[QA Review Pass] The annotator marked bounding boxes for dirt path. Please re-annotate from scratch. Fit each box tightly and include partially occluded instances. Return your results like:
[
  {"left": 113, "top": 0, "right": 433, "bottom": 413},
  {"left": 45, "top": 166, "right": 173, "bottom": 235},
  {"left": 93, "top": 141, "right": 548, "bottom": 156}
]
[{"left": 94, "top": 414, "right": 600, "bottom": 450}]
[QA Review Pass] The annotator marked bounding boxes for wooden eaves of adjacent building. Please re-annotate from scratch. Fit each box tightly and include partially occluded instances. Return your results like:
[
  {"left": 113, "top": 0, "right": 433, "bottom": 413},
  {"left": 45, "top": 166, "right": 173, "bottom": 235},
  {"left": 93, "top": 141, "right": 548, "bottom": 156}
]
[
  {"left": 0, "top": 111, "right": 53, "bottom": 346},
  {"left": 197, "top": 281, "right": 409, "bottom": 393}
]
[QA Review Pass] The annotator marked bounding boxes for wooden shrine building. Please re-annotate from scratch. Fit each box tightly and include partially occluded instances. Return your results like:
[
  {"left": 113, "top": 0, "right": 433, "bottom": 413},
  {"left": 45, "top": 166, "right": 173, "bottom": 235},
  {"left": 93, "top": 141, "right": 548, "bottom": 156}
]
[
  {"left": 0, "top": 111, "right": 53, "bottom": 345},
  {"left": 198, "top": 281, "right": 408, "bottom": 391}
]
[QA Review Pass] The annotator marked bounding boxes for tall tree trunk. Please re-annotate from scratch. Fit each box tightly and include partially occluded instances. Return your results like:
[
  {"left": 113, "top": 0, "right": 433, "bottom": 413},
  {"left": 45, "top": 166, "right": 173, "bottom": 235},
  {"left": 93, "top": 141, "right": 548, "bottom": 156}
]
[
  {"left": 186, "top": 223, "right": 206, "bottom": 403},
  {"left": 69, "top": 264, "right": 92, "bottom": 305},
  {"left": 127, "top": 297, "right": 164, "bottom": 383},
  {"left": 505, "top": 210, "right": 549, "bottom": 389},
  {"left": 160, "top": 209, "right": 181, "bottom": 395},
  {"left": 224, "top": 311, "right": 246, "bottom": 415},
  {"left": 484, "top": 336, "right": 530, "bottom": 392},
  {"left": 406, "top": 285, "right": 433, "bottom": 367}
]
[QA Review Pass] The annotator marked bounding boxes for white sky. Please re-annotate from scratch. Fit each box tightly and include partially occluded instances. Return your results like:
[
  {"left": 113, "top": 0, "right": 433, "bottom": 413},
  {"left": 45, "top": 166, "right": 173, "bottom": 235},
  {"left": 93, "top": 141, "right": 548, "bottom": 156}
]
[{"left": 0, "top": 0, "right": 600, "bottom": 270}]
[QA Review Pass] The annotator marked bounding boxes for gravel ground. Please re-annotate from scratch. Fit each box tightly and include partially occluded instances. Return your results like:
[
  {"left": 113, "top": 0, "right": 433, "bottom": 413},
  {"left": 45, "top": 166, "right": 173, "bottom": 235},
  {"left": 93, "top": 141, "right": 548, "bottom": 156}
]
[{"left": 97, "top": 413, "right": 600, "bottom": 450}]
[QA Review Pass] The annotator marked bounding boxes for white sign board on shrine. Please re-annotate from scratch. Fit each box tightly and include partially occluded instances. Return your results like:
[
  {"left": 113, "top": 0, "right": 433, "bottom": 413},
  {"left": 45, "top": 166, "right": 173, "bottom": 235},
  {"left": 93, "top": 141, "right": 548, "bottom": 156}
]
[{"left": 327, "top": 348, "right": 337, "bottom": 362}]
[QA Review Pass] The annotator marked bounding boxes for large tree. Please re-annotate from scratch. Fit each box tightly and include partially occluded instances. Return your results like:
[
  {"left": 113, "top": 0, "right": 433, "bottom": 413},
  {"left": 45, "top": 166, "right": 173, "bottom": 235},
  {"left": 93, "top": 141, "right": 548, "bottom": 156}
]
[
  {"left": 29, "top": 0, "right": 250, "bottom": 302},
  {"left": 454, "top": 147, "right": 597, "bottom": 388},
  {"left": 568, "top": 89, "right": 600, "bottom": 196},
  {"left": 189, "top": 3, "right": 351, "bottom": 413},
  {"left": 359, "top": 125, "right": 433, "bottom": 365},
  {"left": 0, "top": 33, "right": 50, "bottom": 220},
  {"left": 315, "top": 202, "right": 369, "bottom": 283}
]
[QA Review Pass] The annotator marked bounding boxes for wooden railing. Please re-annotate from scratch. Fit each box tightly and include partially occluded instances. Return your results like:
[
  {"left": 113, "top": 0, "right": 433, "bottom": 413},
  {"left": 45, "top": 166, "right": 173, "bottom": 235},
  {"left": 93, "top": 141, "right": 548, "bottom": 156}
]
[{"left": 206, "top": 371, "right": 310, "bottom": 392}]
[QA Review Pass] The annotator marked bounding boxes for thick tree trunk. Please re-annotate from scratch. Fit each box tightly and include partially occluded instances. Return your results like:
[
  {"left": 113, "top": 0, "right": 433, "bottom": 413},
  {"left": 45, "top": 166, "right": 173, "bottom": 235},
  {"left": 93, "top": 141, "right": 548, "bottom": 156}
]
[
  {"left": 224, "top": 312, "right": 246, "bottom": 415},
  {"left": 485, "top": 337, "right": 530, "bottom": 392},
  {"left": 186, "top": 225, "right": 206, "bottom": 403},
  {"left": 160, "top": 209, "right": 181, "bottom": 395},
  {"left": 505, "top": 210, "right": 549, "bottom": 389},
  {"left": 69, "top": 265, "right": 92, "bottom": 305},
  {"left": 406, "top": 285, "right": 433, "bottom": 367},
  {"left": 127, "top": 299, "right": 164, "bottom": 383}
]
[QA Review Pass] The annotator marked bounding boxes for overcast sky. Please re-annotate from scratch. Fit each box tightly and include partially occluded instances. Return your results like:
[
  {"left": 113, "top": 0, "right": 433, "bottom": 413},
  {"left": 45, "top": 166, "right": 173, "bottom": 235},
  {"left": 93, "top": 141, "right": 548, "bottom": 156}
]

========

§ **Goal of the exercise**: Can you print, word for word, every line from the one containing "[QA Review Pass] The annotator marked bounding boxes for thick" through the end of the records above, with both ends included?

§ **Answer in full**:
[QA Review Pass] The annotator marked bounding boxes for thick tree trunk. Please re-annotate from scratch. Fit each box tightly and include partially occluded instances. Return your results like:
[
  {"left": 113, "top": 0, "right": 433, "bottom": 413},
  {"left": 45, "top": 166, "right": 173, "bottom": 235},
  {"left": 93, "top": 141, "right": 548, "bottom": 156}
]
[
  {"left": 224, "top": 312, "right": 246, "bottom": 415},
  {"left": 485, "top": 337, "right": 530, "bottom": 392},
  {"left": 186, "top": 225, "right": 206, "bottom": 403},
  {"left": 160, "top": 209, "right": 181, "bottom": 395},
  {"left": 505, "top": 210, "right": 549, "bottom": 389},
  {"left": 69, "top": 265, "right": 92, "bottom": 305},
  {"left": 406, "top": 285, "right": 433, "bottom": 367},
  {"left": 127, "top": 299, "right": 164, "bottom": 383}
]
[QA Review Pass] The annotator marked bounding boxes for overcast sky. Please re-annotate from scratch. Fit each box tightly and include partially occluded instances. Return your results like:
[
  {"left": 113, "top": 0, "right": 433, "bottom": 413},
  {"left": 45, "top": 166, "right": 173, "bottom": 235},
  {"left": 93, "top": 141, "right": 548, "bottom": 156}
]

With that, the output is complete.